Goal ->
Copy again the data from the line containing "Target: overcast sky" through the end of the data, with the requests included. Shift every coordinate in the answers by -36.

(Object point labels)
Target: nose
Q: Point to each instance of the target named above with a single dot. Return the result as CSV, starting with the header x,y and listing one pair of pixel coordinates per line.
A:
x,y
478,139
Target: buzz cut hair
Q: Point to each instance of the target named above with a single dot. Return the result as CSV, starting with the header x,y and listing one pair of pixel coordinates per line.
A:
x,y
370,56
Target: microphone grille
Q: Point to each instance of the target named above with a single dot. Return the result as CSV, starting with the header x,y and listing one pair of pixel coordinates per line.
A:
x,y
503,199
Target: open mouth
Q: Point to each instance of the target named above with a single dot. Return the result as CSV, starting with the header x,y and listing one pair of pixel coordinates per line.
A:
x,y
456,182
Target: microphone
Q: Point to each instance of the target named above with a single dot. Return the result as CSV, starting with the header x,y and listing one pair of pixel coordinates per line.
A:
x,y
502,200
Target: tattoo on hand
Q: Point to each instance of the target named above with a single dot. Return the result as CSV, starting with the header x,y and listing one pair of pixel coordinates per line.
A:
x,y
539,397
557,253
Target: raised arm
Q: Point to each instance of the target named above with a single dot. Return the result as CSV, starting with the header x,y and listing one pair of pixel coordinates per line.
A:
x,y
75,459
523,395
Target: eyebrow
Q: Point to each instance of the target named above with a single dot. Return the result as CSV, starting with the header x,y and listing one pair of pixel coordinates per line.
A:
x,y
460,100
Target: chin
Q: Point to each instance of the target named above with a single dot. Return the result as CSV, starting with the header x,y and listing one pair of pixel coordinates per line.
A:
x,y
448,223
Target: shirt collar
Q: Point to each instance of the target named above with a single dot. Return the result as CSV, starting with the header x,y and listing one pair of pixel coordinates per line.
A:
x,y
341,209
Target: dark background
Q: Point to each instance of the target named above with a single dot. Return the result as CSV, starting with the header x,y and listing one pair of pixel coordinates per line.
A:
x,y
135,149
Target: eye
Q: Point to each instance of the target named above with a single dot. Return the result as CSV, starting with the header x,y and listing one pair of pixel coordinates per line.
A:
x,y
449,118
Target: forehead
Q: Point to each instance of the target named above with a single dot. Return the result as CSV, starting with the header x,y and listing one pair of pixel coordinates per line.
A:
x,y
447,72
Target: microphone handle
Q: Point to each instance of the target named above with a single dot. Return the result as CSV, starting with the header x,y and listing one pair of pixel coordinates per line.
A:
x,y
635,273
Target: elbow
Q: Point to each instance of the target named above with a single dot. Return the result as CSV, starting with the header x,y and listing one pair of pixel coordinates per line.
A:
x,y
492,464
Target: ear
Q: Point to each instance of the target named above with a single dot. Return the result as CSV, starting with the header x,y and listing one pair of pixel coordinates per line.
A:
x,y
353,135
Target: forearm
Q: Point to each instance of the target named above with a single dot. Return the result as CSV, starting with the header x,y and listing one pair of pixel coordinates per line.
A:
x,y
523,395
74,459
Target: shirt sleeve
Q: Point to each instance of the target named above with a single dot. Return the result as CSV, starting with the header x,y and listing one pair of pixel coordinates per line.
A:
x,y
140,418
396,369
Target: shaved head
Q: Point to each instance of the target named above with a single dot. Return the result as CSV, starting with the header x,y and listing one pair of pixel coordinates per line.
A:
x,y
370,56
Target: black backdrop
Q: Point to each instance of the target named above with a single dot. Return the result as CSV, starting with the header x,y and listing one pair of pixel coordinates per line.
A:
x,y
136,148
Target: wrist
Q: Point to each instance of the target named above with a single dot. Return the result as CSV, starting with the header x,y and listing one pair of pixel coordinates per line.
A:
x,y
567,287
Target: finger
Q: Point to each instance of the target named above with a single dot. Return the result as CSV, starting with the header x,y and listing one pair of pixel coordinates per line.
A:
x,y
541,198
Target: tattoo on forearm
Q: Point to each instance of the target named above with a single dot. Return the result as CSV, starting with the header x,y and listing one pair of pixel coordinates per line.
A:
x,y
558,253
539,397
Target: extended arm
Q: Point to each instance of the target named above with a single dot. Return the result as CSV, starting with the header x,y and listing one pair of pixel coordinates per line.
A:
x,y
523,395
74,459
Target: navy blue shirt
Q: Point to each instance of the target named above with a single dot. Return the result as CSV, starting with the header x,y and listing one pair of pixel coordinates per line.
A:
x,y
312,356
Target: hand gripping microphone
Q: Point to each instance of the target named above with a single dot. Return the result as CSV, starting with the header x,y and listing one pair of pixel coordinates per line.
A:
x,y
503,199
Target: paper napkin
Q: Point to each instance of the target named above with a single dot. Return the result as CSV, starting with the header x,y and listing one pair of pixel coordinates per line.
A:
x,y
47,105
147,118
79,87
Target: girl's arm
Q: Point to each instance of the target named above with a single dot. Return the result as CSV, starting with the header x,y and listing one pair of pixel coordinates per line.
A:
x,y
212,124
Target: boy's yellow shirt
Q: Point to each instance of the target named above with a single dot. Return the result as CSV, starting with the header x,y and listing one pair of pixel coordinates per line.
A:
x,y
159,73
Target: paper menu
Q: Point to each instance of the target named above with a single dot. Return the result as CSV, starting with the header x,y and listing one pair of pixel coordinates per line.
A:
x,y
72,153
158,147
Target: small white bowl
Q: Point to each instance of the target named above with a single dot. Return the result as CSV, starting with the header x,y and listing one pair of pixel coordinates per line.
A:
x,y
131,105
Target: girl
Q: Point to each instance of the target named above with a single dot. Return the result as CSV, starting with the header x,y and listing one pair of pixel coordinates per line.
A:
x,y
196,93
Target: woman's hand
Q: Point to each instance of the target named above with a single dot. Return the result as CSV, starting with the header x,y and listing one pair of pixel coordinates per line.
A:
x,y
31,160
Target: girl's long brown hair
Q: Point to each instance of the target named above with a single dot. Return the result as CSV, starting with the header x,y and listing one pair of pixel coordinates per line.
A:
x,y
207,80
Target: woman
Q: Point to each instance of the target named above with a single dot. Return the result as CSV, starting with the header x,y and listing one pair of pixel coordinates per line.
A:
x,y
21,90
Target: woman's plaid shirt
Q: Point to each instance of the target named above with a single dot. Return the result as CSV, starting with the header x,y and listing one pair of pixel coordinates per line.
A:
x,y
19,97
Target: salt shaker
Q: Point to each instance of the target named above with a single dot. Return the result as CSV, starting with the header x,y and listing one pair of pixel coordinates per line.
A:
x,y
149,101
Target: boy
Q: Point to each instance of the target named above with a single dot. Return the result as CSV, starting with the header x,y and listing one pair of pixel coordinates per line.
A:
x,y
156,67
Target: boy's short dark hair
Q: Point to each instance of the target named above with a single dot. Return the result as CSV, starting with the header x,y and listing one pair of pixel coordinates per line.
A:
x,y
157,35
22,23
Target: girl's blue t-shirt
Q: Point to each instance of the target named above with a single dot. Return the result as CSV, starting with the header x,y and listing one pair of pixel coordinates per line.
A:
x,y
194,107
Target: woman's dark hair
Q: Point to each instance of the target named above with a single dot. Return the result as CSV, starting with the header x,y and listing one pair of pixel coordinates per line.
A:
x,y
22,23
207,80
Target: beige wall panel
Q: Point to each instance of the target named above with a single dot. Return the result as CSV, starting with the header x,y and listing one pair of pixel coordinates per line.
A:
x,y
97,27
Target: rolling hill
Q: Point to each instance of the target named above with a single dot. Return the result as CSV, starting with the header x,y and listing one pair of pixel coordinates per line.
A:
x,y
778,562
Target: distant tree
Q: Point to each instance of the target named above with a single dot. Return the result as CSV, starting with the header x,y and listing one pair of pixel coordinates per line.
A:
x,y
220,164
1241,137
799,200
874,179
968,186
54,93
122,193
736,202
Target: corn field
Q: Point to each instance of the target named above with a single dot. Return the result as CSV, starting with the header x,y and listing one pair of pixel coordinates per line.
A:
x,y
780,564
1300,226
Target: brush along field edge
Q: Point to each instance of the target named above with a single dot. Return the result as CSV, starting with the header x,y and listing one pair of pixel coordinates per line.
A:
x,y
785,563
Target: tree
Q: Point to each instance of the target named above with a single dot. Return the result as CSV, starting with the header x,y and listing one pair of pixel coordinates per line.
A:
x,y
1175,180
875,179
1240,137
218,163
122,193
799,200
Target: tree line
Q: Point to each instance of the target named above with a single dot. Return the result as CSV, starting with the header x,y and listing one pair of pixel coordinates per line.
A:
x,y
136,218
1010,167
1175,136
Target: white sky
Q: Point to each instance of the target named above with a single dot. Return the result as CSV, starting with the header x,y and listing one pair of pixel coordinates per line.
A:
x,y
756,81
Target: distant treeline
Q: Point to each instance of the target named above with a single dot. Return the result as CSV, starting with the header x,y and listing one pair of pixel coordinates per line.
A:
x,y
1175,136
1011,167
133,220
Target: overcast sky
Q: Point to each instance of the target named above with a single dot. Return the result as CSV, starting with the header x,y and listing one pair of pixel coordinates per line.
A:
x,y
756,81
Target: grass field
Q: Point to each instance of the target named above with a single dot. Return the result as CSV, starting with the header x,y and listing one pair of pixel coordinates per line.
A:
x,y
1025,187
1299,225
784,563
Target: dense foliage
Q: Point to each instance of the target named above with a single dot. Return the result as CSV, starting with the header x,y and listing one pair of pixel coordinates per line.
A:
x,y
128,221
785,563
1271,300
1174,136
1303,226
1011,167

Task answer ->
Target: overcast sky
Q: Point to each instance of the target named above with a single dot. Return the result as CSV, starting with the header x,y and listing one pair of pixel coordinates per line.
A:
x,y
720,45
Target: grass field
Q: Point to each instance of the target named above with a single dot. Return the result as CSV, starting with the header x,y and listing one pair of pixel coordinates per line.
A:
x,y
989,151
1263,189
748,527
Target: dense foliage
Q: Point to each instance of the target named above with a single dot. Return the result as CSV, starting with the header x,y and listing one pair of pixel coordinates per line.
A:
x,y
92,185
749,527
1235,264
1138,100
1267,190
975,131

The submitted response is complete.